▶ **Exercise prompt**: Copy out word for word the stretch of the entries below running from the line that contains "Where can the collar" through the last line of the entries, both ends included, and nothing else.

▶ **Data for the task**:
----

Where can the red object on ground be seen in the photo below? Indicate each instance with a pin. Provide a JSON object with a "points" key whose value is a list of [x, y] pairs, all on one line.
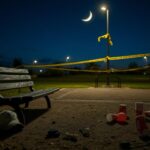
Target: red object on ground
{"points": [[141, 125], [139, 108], [123, 108], [121, 117]]}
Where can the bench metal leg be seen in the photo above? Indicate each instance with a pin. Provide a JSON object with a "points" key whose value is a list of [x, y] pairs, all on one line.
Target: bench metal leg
{"points": [[48, 101], [26, 104], [20, 113]]}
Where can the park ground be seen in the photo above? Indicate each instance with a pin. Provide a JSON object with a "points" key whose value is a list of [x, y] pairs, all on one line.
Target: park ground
{"points": [[74, 109]]}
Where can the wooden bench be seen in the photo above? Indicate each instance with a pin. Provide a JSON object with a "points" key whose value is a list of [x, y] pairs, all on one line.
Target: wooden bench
{"points": [[11, 78]]}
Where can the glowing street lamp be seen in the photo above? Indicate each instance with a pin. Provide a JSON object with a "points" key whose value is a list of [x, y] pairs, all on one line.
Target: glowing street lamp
{"points": [[67, 58], [145, 58], [35, 61], [104, 8]]}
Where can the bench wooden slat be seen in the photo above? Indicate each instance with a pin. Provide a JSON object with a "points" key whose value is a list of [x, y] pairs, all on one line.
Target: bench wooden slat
{"points": [[13, 70], [9, 78], [7, 86]]}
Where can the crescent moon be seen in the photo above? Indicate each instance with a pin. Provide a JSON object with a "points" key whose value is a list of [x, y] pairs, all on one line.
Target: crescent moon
{"points": [[88, 18]]}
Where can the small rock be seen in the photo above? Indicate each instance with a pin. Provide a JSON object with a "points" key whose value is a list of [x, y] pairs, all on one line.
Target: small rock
{"points": [[70, 137], [85, 132], [53, 133], [125, 145]]}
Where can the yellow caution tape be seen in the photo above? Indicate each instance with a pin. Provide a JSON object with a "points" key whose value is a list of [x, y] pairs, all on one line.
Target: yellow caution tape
{"points": [[102, 71], [68, 63], [106, 36], [89, 61], [129, 56]]}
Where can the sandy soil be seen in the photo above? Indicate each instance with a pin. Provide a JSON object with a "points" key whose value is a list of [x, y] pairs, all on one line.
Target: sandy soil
{"points": [[76, 109]]}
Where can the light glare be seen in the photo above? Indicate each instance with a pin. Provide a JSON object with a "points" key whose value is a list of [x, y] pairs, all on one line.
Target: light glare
{"points": [[103, 8]]}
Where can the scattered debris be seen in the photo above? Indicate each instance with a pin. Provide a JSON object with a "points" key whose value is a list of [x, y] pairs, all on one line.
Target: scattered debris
{"points": [[70, 137], [53, 133]]}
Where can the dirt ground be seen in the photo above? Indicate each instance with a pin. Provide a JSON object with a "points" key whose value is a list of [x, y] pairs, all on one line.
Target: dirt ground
{"points": [[76, 109]]}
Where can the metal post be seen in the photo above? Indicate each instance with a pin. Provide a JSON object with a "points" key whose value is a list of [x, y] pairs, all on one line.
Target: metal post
{"points": [[108, 48]]}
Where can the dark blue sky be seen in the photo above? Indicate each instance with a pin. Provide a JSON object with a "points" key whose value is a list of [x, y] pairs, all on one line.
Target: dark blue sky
{"points": [[52, 29]]}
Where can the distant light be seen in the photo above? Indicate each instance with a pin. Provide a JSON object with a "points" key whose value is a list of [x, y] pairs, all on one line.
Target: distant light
{"points": [[41, 70], [103, 8], [35, 62], [67, 58], [145, 57]]}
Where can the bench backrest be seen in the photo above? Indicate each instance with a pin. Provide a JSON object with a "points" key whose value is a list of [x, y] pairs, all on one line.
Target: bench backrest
{"points": [[12, 78]]}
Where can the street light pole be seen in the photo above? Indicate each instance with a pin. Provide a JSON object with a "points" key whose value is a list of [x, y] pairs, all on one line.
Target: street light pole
{"points": [[108, 43], [108, 46]]}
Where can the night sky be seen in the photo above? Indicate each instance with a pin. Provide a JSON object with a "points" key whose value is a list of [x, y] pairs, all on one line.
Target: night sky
{"points": [[50, 30]]}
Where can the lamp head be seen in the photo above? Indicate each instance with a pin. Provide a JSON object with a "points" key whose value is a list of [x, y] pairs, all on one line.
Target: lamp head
{"points": [[103, 8]]}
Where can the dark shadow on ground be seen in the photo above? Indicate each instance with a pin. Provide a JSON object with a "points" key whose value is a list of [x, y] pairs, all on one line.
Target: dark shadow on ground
{"points": [[29, 115]]}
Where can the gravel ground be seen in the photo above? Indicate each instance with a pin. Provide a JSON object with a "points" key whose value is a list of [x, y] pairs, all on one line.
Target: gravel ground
{"points": [[74, 110]]}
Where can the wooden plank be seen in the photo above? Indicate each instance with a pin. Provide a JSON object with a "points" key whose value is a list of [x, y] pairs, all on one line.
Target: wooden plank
{"points": [[7, 78], [13, 70], [6, 86]]}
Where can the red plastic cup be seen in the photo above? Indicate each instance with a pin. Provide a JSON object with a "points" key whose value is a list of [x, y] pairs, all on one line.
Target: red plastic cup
{"points": [[123, 108], [139, 108], [141, 125]]}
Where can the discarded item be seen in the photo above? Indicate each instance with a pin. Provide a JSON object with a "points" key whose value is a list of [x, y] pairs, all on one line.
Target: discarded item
{"points": [[141, 125], [139, 108], [123, 108], [85, 132], [70, 137], [53, 133], [110, 118], [9, 120]]}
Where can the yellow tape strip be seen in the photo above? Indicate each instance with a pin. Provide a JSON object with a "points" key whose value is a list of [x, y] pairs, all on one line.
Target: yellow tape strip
{"points": [[129, 56], [89, 61], [68, 63], [98, 71]]}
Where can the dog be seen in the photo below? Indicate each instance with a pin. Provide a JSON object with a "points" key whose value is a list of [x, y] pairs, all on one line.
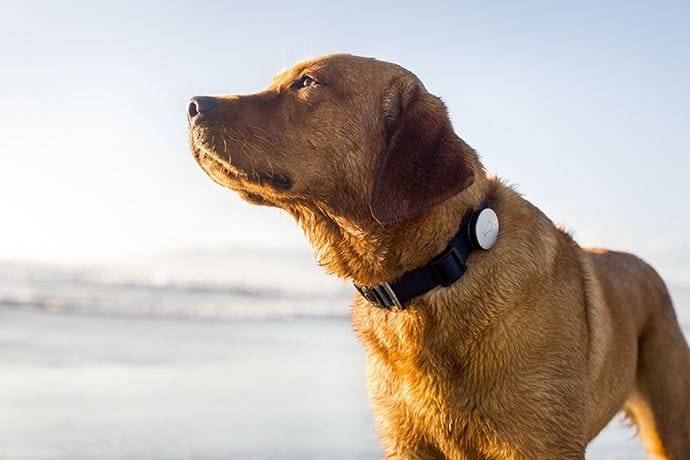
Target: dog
{"points": [[523, 347]]}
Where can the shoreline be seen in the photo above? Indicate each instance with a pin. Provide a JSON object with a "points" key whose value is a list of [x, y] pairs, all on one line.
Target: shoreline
{"points": [[103, 387]]}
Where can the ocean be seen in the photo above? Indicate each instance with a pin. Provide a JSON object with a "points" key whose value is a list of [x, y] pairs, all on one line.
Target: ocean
{"points": [[209, 355]]}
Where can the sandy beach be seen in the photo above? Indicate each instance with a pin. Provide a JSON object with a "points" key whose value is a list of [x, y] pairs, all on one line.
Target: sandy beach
{"points": [[76, 386]]}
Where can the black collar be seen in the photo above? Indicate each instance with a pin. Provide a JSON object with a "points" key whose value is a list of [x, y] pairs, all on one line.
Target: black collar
{"points": [[478, 230]]}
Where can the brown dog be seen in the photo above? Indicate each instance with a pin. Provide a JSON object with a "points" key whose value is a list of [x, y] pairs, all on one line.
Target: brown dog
{"points": [[532, 351]]}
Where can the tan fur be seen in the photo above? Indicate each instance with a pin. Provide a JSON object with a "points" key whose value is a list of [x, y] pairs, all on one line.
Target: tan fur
{"points": [[532, 351]]}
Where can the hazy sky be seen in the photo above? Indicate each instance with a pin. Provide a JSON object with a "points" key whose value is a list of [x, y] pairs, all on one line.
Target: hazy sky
{"points": [[583, 106]]}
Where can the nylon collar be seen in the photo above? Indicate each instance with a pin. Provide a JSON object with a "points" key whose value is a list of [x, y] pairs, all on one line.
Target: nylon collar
{"points": [[478, 230]]}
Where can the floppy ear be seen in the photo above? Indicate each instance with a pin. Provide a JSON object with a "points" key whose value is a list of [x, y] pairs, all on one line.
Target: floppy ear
{"points": [[424, 163]]}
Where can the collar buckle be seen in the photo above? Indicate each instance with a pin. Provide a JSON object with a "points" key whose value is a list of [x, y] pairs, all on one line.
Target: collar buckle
{"points": [[381, 295]]}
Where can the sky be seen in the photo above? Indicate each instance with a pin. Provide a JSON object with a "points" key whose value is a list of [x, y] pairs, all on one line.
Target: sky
{"points": [[584, 107]]}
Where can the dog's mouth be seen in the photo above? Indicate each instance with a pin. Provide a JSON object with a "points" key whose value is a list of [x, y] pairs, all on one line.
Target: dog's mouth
{"points": [[224, 172]]}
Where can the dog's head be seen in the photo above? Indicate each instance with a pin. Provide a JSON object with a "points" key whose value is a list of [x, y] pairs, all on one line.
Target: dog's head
{"points": [[354, 137]]}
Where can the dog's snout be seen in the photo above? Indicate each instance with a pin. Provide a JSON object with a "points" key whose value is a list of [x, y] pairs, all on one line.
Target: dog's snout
{"points": [[199, 105]]}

----

▶ **Result of this exercise**:
Where can the collar buckle be seen in the photo above? Indicate each instance with a pin. Provide a JSON object with a "points" key whose value is a list of [x, y] pairs, all on one line.
Target: collar buckle
{"points": [[381, 295]]}
Where can the sky be seen in the photo above? Indicate each instance with a pin. Provide a JSON object with a "points" key whose value is a list of [x, y] pairs, all on one line.
Target: sky
{"points": [[584, 107]]}
Where can the dog's mouth be seen in the photo above? Indicate each instance with a pin. Provide a JSON object with a "points" key whose value is a list of [x, y] pairs, all on one line.
Target: dog's mouth
{"points": [[224, 172]]}
Where can the dog's head be seen in the photo above? Indicate each instance with a pin. Provide a JSON object with a "points" key whose value is a list of [x, y] pairs, all on one line.
Target: dog's head
{"points": [[354, 137]]}
Where can the dog's snout be seen in the photo above? Indicate each instance with a pin. Provide a JSON object with a "points" key whose value is a list of [x, y] pairs, all on one line.
Target: dog's snout
{"points": [[199, 105]]}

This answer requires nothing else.